- **Trecho fornecido**:
-*-

02 setembro 2017

RESENHA| Antologia Poética - Cecília Meireles



Ficha Técnica
Livro: Antologia Poética
Autora: Cecília Meireles (1901-1964)
Editora Nova Fronteira
Ano: 2001 (comemoração do centenário de nascimento da autora)

Sobre a autora
Cecília Meireles nasceu no Rio de Janeiro, em 7 de novembro de 1904. Órfã aos 3 anos, foi criada pela avó. Foi poetisa, professora, jornalista e pintora, possuindo mais de 50 obras obras publicadas, sendo considerada por muitos a maior poetisa da língua portuguesa, ou seja, leitura obrigatória.

Sobre a obra
Antologia, para quem não sabe, é o mesmo que coletânea de textos literários, neste caso, feita pela própria autora e publicada pela primeira vez em 1963.
Nesta obra a autora selecionou poemas que falavam sobre as pequenas belezas do mundo e as grandes indagações humanas, além de fragmentos do "Romanceiro da Inconfidência", um registro histórico e libertário sobre a Inconfidência Mineira.

-*-

- **Desafios**:
- A) Segundo a resenha da Antologia Poética, em que ano a obra foi publicada pela primeira vez?
- B) Escreva a continuação da resenha da Antologia Poética, começando depois da última frase apresentada.

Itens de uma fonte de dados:
-*-

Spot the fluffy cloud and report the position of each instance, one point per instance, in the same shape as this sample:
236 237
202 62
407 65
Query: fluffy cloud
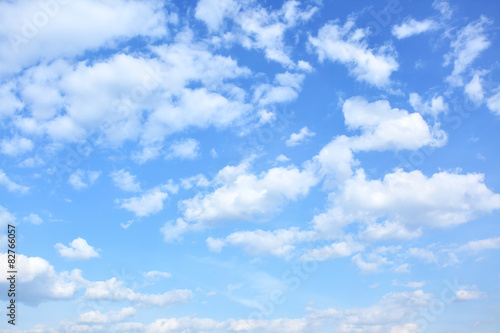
347 45
12 186
434 107
255 26
467 46
279 243
79 249
298 138
16 146
81 179
334 250
184 149
481 245
244 196
96 317
412 27
149 203
408 201
56 28
494 103
124 180
39 281
113 290
33 218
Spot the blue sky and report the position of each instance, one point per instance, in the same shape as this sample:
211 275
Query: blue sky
245 166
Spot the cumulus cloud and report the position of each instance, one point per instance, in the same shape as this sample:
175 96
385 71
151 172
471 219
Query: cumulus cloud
347 45
468 45
79 249
443 200
113 290
184 149
40 282
15 146
125 181
300 137
411 27
434 107
33 218
81 179
49 31
149 203
97 317
10 185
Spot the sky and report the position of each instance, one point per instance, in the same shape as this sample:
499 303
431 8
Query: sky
251 166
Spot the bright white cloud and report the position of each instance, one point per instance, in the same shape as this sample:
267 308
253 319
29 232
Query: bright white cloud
434 107
347 45
40 281
467 46
278 243
33 218
411 27
300 137
244 196
10 185
79 249
81 179
474 89
96 317
126 181
185 149
16 146
481 245
45 30
113 290
149 203
494 103
332 251
408 201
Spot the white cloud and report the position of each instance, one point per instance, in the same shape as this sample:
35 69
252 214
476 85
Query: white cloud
113 290
213 12
411 27
37 32
494 103
347 45
16 146
12 186
434 107
149 203
81 179
156 275
79 249
33 218
40 282
423 254
124 180
298 138
474 89
244 196
334 250
184 149
481 245
278 243
468 293
467 46
443 200
96 317
282 158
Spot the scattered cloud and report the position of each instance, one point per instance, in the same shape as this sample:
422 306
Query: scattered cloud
79 249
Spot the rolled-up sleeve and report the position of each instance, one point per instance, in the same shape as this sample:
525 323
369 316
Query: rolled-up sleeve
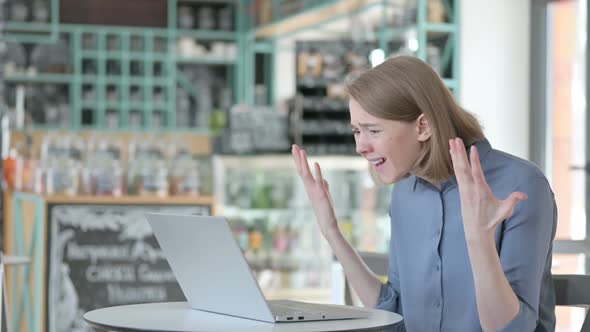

-*-

- **Respostas das tarefas**:
- A) Em 1963.

- B)
O livro é uma ótima pedida para quem nunca leu nada da autora e deseja conhecer os seus escritos mais importantes, pois contém poemas de 13 obras publicadas e mais alguns inéditos, sendo organizado da seguinte maneira:


  • Viagem 
  • Vaga Música 
  • Mar Absoluto 
  • Elegia (1933-1937) *poema triste, lamento sobre oluto
  • Retrato Natural
  • Amor em Leonoreta
  • Doze Noturnos da Holanda
  • O Aeronauta
  • Romanceiro da Inconfidência
  • Pequeno Oratório de Santa Clara
  • Canções
  • Metal Rosicler *que tem a cor róseo-clara da aurora
  • Poemas Escritos na Índia
  • Inéditos

Este foi praticamente o meu primeiro contato com Cecília Meireles. Como professora, já conhecia alguns poemas infantis e "Retrato", um dos mais famosos. Gostei bastante, apesar de não compreender tudo. Alguns poemas me tocaram, trouxeram identificação, outros ainda necessitam de um estudo e análise mais profunda. A seguir, compartilho a minha própria antologia desta obra, espero que gostem!

Retrato (p.18)

Eu não tinha este rosto de hoje,
assim calmo, assim triste, assim magro,
nem estes olhos tão vazios,
nem o lábio amargo.

Eu não tinha estas mãos sem força,
tão paradas e frias e mortas;
eu não tinha este coração
que nem se mostra.

Eu não dei por esta mudança,
tão simples, tão certa, tão fácil:
- Em que espelho ficou perdida
a minha face?

Canção (p.19)

Pus o meu sonho num navio
e o navio em cima do mar;
— depois, abri o mar com as mãos,
para o meu sonho naufragar.

Minhas mãos ainda estão molhadas
do azul das ondas entreabertas,
e a cor que escorre dos meus dedos
colore as areias desertas.

O vento vem vindo de longe,
a noite se curva de frio;
debaixo da água vai morrendo
meu sonho, dentro de um navio...

Canção Excêntrica (p.36)

Ando à procura de espaço
para o desenho da vida.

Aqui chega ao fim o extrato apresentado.